What is needed is an exact copy of all the records, written out in full.

(Source data)
= = = =
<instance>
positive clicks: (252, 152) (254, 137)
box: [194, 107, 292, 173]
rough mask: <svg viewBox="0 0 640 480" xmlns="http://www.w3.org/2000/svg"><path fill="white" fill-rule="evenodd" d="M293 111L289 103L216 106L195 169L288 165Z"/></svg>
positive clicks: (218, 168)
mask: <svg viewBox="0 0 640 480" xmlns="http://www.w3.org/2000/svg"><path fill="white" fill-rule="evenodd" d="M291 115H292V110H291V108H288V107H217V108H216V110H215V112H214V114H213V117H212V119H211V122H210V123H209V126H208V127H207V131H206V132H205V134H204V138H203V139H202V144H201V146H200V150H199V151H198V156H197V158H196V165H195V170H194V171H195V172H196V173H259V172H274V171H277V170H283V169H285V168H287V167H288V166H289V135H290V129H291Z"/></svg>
= = = =
Finished exercise:
<instance>
positive clicks: (252, 152) (254, 137)
box: [194, 107, 292, 173]
rough mask: <svg viewBox="0 0 640 480" xmlns="http://www.w3.org/2000/svg"><path fill="white" fill-rule="evenodd" d="M293 111L289 103L216 106L195 169L288 165Z"/></svg>
positive clicks: (218, 168)
mask: <svg viewBox="0 0 640 480" xmlns="http://www.w3.org/2000/svg"><path fill="white" fill-rule="evenodd" d="M291 115H292V110H291V108H288V107H217V108H216V110H215V112H214V114H213V117H212V119H211V122H210V123H209V126H208V127H207V131H206V132H205V134H204V138H203V139H202V144H201V146H200V150H199V151H198V156H197V158H196V165H195V170H194V171H195V172H196V173H259V172H274V171H277V170H283V169H285V168H287V167H288V166H289V135H290V129H291Z"/></svg>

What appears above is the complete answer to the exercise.